▶ _Materials provided_:

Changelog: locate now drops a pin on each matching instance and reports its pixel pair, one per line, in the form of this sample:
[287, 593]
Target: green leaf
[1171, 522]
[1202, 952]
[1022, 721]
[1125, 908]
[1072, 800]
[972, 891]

▶ _Exercise prompt_: Print the entries above exactly as they were written, down to the last line.

▶ _Expected output_:
Changelog: locate now drops a pin on each matching instance and reports its pixel pair, one per line, in the form of this sample:
[287, 593]
Target: green leaf
[1171, 522]
[1202, 952]
[1022, 721]
[1125, 908]
[1072, 800]
[972, 891]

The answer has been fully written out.